----- Records provided

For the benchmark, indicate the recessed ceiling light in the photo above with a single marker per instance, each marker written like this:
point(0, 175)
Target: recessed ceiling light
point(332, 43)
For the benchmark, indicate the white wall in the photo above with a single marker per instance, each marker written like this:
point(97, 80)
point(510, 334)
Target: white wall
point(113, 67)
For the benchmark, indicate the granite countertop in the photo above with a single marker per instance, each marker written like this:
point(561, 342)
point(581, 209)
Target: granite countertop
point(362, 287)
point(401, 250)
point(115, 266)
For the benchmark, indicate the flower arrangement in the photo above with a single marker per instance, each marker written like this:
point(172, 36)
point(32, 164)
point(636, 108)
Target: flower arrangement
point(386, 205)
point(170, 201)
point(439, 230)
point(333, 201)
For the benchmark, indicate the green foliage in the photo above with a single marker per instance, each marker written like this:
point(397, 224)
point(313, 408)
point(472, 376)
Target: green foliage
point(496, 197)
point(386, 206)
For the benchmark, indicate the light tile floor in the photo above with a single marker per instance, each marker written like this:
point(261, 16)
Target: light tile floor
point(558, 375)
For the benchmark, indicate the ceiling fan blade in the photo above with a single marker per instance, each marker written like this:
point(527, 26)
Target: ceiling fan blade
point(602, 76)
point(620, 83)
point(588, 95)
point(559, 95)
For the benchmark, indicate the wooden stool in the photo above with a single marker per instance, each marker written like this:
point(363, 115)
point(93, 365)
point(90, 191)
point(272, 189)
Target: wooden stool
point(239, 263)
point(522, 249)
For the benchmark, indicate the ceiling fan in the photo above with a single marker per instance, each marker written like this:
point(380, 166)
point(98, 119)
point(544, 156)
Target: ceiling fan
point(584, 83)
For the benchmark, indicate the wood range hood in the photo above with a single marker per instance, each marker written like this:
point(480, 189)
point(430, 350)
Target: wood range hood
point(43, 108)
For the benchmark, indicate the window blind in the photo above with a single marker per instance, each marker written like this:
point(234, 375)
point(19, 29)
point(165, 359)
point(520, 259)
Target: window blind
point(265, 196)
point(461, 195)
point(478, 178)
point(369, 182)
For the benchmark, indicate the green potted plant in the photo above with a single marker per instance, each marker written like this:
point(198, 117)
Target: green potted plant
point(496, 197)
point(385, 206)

----------
----- Records provided

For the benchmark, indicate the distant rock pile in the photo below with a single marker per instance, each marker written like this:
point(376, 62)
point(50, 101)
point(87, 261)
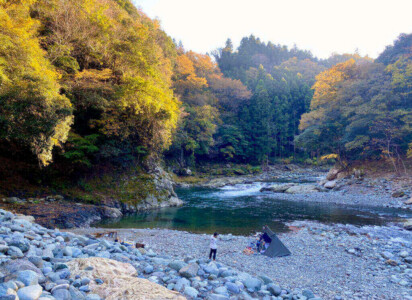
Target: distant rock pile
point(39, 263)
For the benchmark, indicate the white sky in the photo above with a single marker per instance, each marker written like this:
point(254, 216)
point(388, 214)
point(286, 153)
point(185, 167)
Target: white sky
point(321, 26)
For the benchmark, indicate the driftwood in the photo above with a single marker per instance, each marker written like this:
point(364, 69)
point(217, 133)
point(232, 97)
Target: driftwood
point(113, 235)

----------
----- Records provided

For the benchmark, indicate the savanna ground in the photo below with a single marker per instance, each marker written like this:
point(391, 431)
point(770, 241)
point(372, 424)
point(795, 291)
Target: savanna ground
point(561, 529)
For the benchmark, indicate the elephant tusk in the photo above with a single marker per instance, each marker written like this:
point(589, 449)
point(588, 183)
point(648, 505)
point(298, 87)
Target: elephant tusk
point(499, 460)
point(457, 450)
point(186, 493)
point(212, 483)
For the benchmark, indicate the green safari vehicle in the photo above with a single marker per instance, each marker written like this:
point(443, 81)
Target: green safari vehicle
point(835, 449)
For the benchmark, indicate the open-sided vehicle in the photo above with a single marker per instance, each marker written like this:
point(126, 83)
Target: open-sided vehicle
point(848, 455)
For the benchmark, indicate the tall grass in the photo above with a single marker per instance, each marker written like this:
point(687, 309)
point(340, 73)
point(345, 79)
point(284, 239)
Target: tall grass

----------

• **Task prompt**: Reproduce the listing lines verbatim, starting at the line containing "For the benchmark, indicate the green foliage" and ending at the line containing "point(559, 95)", both included.

• **Answer**:
For the benchmark, indicate the green foliage in the photo above with a single marker per instance, each marker written like this:
point(397, 224)
point(313, 408)
point(472, 376)
Target: green foliage
point(496, 197)
point(386, 206)
For the benchmark, indicate the light tile floor in the photo above with a single marker per instance, each marker written like this:
point(261, 16)
Target: light tile floor
point(558, 375)
For the benchmark, indicate the ceiling fan blade in the photo above with a single marker per instance, each marker written like this:
point(527, 26)
Target: ceiling fan blade
point(602, 76)
point(620, 83)
point(588, 95)
point(559, 95)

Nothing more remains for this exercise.